# Start of INPUT FOR THIS TASK
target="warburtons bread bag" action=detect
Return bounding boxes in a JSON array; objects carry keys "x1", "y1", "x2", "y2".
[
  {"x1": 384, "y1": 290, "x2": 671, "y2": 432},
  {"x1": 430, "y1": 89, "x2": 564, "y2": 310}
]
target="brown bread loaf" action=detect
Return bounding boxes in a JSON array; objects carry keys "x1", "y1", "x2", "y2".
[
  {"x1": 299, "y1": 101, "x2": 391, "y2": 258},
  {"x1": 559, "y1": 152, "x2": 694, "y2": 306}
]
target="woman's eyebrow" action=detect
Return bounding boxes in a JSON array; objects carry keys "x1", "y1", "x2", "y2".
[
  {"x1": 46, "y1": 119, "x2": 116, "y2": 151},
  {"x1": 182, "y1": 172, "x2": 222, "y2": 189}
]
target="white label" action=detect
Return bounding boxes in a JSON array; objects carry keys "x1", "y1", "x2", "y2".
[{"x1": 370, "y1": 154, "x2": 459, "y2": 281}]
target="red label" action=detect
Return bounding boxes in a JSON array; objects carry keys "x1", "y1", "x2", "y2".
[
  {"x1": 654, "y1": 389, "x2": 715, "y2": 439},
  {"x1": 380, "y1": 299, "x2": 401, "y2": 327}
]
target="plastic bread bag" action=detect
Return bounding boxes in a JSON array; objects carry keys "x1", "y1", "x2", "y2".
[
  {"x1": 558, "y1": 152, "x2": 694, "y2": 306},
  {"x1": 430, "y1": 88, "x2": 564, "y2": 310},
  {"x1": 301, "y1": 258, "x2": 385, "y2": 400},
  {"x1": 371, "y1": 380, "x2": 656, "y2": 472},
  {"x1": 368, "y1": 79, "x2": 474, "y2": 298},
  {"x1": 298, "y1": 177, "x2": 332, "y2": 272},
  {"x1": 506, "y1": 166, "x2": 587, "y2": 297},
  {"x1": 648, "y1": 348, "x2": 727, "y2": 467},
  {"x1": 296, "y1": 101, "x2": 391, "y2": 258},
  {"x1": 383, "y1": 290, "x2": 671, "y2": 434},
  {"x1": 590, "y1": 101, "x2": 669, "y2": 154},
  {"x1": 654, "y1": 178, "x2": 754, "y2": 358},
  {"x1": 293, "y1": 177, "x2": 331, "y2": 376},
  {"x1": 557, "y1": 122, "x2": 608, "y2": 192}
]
# End of INPUT FOR THIS TASK
- **SET EXERCISE**
Copy every item above word for word.

- **EXERCISE ANSWER**
target="warburtons bread bag" action=detect
Return bounding boxes in a JSON array; objects carry keys "x1", "y1", "x2", "y2".
[
  {"x1": 384, "y1": 290, "x2": 671, "y2": 432},
  {"x1": 430, "y1": 89, "x2": 564, "y2": 310}
]
target="brown bread loaf" action=detect
Return bounding boxes in a JSON array; objects carry keys "x1", "y1", "x2", "y2".
[
  {"x1": 299, "y1": 101, "x2": 391, "y2": 258},
  {"x1": 559, "y1": 152, "x2": 694, "y2": 306}
]
target="woman's eyebrow" action=detect
Return bounding boxes in a JSON array; objects carry keys "x1", "y1", "x2", "y2".
[
  {"x1": 46, "y1": 119, "x2": 116, "y2": 151},
  {"x1": 182, "y1": 172, "x2": 222, "y2": 189}
]
target="white label" action=detect
Return bounding boxes in a JSON array; objects carry keys "x1", "y1", "x2", "y2".
[{"x1": 370, "y1": 154, "x2": 459, "y2": 281}]
target="red label" action=detect
Return bounding boxes in a JSON array; objects carry keys "x1", "y1", "x2", "y2".
[
  {"x1": 654, "y1": 389, "x2": 715, "y2": 439},
  {"x1": 380, "y1": 299, "x2": 401, "y2": 327}
]
target="plastic bread bag" action=detect
Return bounding boxes in a JSON array; objects carry keys "x1", "y1", "x2", "y2".
[
  {"x1": 558, "y1": 152, "x2": 694, "y2": 306},
  {"x1": 430, "y1": 88, "x2": 564, "y2": 310},
  {"x1": 301, "y1": 258, "x2": 385, "y2": 400},
  {"x1": 371, "y1": 380, "x2": 656, "y2": 472},
  {"x1": 368, "y1": 79, "x2": 474, "y2": 298},
  {"x1": 298, "y1": 177, "x2": 332, "y2": 272},
  {"x1": 506, "y1": 166, "x2": 587, "y2": 297},
  {"x1": 648, "y1": 348, "x2": 727, "y2": 467},
  {"x1": 296, "y1": 101, "x2": 391, "y2": 258},
  {"x1": 383, "y1": 290, "x2": 671, "y2": 434},
  {"x1": 590, "y1": 101, "x2": 669, "y2": 154},
  {"x1": 654, "y1": 178, "x2": 754, "y2": 358},
  {"x1": 293, "y1": 177, "x2": 331, "y2": 376},
  {"x1": 557, "y1": 122, "x2": 608, "y2": 192}
]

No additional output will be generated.